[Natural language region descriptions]
*** Block opens ***

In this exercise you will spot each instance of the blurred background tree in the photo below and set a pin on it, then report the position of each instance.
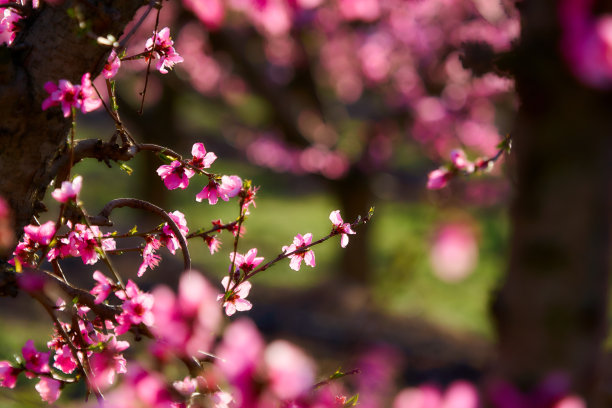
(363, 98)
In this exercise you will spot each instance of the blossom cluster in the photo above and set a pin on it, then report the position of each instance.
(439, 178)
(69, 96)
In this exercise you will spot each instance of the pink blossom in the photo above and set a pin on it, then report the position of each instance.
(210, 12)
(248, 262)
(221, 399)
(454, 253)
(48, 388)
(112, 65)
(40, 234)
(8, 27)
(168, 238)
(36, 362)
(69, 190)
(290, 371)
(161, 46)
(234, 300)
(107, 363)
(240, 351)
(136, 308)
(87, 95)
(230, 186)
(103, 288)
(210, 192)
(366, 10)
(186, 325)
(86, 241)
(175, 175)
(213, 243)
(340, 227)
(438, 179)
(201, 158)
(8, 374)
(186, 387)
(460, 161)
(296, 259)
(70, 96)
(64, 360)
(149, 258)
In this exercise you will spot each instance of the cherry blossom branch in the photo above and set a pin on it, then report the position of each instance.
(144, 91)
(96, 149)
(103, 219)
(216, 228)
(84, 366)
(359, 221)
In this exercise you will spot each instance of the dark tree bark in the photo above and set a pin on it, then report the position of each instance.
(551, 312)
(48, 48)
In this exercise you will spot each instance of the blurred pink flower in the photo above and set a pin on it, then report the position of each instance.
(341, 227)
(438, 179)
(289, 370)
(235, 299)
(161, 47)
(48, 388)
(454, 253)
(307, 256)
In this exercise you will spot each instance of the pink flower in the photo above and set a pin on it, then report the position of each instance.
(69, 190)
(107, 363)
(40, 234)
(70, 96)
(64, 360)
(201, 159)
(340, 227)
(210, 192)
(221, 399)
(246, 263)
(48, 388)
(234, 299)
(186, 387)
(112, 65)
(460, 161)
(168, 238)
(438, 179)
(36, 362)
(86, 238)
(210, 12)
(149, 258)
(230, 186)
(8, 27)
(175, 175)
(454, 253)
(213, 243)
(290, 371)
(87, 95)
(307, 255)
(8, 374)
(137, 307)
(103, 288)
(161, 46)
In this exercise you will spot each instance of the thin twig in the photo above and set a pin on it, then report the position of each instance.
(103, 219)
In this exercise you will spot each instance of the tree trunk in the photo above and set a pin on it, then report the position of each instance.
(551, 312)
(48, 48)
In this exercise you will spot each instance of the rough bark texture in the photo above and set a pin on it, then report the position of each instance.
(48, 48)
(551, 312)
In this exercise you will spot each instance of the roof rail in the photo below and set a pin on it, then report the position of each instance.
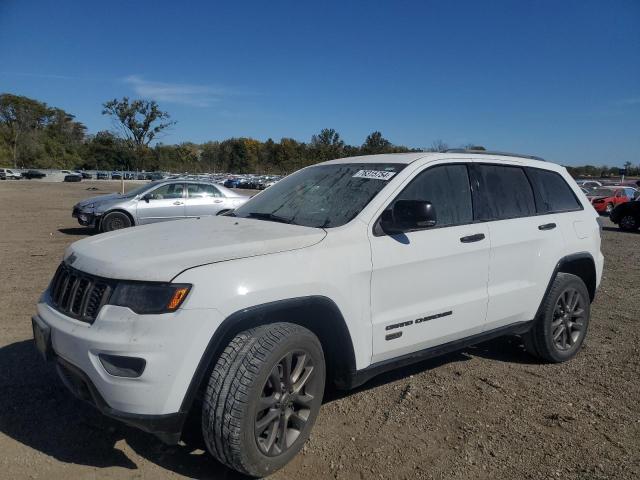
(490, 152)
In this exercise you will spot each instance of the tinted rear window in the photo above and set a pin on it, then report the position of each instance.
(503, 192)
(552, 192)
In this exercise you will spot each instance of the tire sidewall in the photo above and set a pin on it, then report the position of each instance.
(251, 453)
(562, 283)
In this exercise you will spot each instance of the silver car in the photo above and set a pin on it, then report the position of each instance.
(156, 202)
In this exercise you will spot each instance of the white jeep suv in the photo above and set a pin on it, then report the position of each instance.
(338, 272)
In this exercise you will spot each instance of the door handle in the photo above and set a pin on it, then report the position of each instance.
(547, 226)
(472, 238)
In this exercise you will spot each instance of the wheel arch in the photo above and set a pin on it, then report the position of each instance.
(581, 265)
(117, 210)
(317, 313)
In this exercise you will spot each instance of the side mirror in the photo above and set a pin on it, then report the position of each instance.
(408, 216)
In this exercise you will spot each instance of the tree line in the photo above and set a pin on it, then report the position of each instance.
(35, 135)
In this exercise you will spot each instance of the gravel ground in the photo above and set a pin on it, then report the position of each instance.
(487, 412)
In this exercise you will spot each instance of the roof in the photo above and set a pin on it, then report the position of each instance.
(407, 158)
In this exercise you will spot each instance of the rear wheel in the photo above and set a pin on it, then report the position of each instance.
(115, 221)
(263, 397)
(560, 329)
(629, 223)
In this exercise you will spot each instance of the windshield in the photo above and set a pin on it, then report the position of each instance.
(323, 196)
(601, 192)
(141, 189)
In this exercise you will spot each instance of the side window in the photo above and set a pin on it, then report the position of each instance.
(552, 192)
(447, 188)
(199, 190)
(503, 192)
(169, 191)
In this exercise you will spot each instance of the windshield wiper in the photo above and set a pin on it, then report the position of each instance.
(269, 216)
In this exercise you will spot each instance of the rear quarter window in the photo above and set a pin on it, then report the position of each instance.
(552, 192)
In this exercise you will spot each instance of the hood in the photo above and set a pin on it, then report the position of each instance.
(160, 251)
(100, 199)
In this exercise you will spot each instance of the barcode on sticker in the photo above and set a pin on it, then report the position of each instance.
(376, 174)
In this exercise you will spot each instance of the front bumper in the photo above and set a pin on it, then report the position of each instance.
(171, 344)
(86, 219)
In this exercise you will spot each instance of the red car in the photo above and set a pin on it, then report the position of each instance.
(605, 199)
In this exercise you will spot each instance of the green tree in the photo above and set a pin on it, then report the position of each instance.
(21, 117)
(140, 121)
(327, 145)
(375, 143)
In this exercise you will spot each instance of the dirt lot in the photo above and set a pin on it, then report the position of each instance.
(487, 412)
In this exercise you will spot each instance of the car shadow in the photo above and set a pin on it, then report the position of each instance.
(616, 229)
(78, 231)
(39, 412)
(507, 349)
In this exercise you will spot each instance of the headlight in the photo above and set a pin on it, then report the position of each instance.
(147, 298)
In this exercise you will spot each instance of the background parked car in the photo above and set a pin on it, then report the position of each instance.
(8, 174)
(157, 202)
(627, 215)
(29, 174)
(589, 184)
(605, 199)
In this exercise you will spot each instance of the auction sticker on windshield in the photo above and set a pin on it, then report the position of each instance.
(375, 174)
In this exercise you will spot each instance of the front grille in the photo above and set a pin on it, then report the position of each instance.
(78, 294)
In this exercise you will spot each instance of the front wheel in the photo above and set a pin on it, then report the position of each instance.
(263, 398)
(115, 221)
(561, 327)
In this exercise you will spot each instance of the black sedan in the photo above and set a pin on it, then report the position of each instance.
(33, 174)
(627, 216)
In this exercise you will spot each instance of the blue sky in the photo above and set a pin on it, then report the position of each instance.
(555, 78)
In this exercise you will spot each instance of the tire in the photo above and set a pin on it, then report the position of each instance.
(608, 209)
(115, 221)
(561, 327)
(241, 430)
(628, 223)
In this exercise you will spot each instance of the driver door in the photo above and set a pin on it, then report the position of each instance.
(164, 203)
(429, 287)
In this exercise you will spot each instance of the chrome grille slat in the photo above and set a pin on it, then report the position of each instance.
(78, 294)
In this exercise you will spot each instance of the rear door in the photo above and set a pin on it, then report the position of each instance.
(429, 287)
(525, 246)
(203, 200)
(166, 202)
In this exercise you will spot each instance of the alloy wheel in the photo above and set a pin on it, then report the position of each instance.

*** Block closes ***

Your objective: Omit the pictures and write out the remaining data exactly.

Written response:
In this exercise you will spot each instance of the blurred background tree in the photo below and set a pin on it, then report the position of each instance.
(363, 98)
In this exercise you will spot each instance of the blossom cluster in the photo above and set a pin on it, then report the position of each instance.
(439, 178)
(69, 96)
In this exercise you will spot each instance of the pink blossom in the photo above and set a pin on it, then report the position of each instance.
(210, 12)
(248, 262)
(221, 399)
(454, 253)
(48, 388)
(112, 65)
(40, 234)
(8, 27)
(168, 238)
(36, 362)
(69, 190)
(290, 371)
(161, 46)
(234, 300)
(107, 363)
(240, 351)
(136, 308)
(87, 95)
(230, 186)
(103, 288)
(210, 192)
(366, 10)
(186, 325)
(86, 241)
(175, 175)
(213, 243)
(340, 227)
(438, 179)
(201, 158)
(8, 374)
(186, 387)
(460, 161)
(296, 259)
(70, 96)
(64, 360)
(149, 258)
In this exercise you will spot each instance of the cherry blossom branch in the photo above and set a pin on it, then report the position of each instance.
(144, 91)
(96, 149)
(103, 219)
(216, 228)
(84, 366)
(359, 221)
In this exercise you will spot each instance of the dark tree bark in the photo above and set a pin on it, then report the position of each instance.
(551, 312)
(48, 48)
In this exercise you will spot each instance of the blurred pink flower in the photo above and set a pin on it, then report the position of each instance.
(341, 227)
(438, 179)
(289, 370)
(235, 299)
(161, 47)
(48, 388)
(454, 253)
(307, 256)
In this exercise you will spot each instance of the pink flower in the photo above and set a pin on it, then report the position of each instance.
(69, 190)
(107, 363)
(40, 234)
(70, 96)
(64, 360)
(201, 159)
(340, 227)
(210, 192)
(221, 399)
(246, 263)
(48, 388)
(234, 299)
(186, 387)
(112, 65)
(460, 161)
(168, 238)
(438, 179)
(36, 362)
(86, 238)
(210, 12)
(149, 258)
(230, 186)
(8, 27)
(175, 175)
(454, 253)
(213, 243)
(290, 371)
(87, 95)
(307, 255)
(8, 374)
(137, 307)
(103, 288)
(161, 46)
In this exercise you will spot each instance of the thin twig in the photo above and set a pin on it, then report the position of each instance.
(103, 219)
In this exercise you will spot each instance of the tree trunk in the photo above and set a pin on it, then report the position of each instance.
(551, 312)
(48, 48)
In this exercise you will spot each instance of the rough bark texture in the photo above and set a pin on it, then report the position of each instance.
(48, 48)
(551, 312)
In this exercise you will spot each instance of the roof rail in the photo below and set a pin on it, then report the position of each instance.
(490, 152)
In this exercise you will spot each instance of the tinted rear window in the photo above and set a pin on it, then report the position of each instance.
(503, 192)
(552, 192)
In this exercise you will spot each instance of the tire sidewall in the photo above and set a pin on it, then report the position of each instance.
(251, 453)
(562, 283)
In this exercise you will spot each instance of the silver car in the photo above and set a pin on it, then report the position of each instance.
(156, 202)
In this exercise you will spot each instance of the white jeep suv in the photo above and set a pin on it, then report the position of each instance.
(338, 272)
In this exercise you will spot each instance of the door handle in the photo above and set a pin on it, then report the position of each instance.
(547, 226)
(472, 238)
In this exercise you will spot each instance of the wheel arch in the photo above and set a pin on it, then report the position of each instance.
(581, 265)
(117, 210)
(317, 313)
In this exercise you will spot each instance of the side mirror in the photo above and set a pin on it, then report the position of each instance.
(408, 216)
In this exercise you will spot each instance of the tree line in the photo above and set a pin on it, then report the position of each instance.
(35, 135)
In this exercise you will spot each instance of the gravel ground in the photo above and set a pin on it, then report the position of each instance.
(487, 412)
In this exercise you will spot each instance of the roof in the photo above and set a pin on it, then report the position of each instance.
(407, 158)
In this exercise you will spot each instance of the rear wheel in the photo above and set a pin on it, then report the position of each instance.
(115, 221)
(263, 397)
(560, 329)
(629, 223)
In this exercise you will spot each instance of the windshield in the photo above and set a pin on it, then report the position of each instance.
(323, 196)
(601, 192)
(141, 189)
In this exercise you will spot each instance of the side window in the photo above and set a pin on it, then report the position of each instance.
(552, 192)
(447, 188)
(199, 190)
(503, 192)
(169, 191)
In this exercise you will spot each instance of the windshield wiper in the photo above and set a pin on it, then report the position of each instance.
(269, 216)
In this exercise you will spot each instance of the rear quarter window in the photo above and set a pin on it, then report the position of each instance.
(552, 192)
In this exercise you will spot each instance of the hood in the photo above and set a pin on it, then report the position of each instance.
(160, 251)
(100, 199)
In this exercise you will spot each instance of the barcode on sticker in the photo above and set a pin on it, then report the position of each instance.
(376, 174)
In this exercise you will spot each instance of the front bumper in the photo above and set a pin on it, then report the position of each instance.
(171, 344)
(86, 219)
In this exercise you will spot each instance of the red car in the photo above and set a pin on it, then report the position of each instance.
(605, 199)
In this exercise you will spot each instance of the green tree in the photo above and set a pin on it, then report the position of each instance.
(21, 117)
(140, 121)
(327, 145)
(375, 143)
In this exercise you will spot each instance of the dirt lot in the photo above and set a pin on it, then report the position of each instance.
(487, 412)
In this exercise you will spot each instance of the car shadow in the photo above and set a pin on it, then report the position of each instance.
(616, 229)
(78, 231)
(39, 412)
(507, 349)
In this exercise you will spot each instance of the headlight in the photo above and set a pin on it, then report the position of each instance.
(147, 298)
In this exercise you will spot each instance of the background parked car in the photo above and set a pin on it, then report the position of each instance.
(8, 174)
(157, 202)
(627, 215)
(29, 174)
(589, 184)
(605, 199)
In this exercise you will spot each instance of the auction sticker on windshield in the photo above and set a pin on it, then report the position of each instance.
(375, 174)
In this exercise you will spot each instance of the front grille in the photo above and set a pin on it, then report the position of each instance.
(78, 294)
In this exercise you will spot each instance of the front wheel in the photo above and set a pin on it, then report the position of each instance.
(263, 398)
(115, 221)
(561, 327)
In this exercise you will spot each instance of the black sedan in the photo above and set a pin on it, then report the position of each instance.
(33, 174)
(627, 216)
In this exercise you will spot each instance of the blue sky in the photo above and set a pin on it, then report the position of each instance.
(555, 78)
In this exercise you will spot each instance of the tire in the photo above and set a pin on it, then report the position of each instance.
(608, 209)
(115, 221)
(561, 327)
(241, 430)
(628, 223)
In this exercise you will spot each instance of the driver door in the photo above and set a pin on it, then report the position of each instance.
(164, 203)
(429, 287)
In this exercise you will spot each instance of the chrome grille slat in the photo above and set a pin on it, then report the position of each instance.
(78, 294)
In this exercise you will spot each instance of the rear door in the photo above and set a pin on it, then report the position of each instance.
(429, 287)
(525, 246)
(203, 200)
(166, 202)
In this exercise you will spot each instance of the alloy wheel in the photo above and set a pin on it, then report the position of each instance.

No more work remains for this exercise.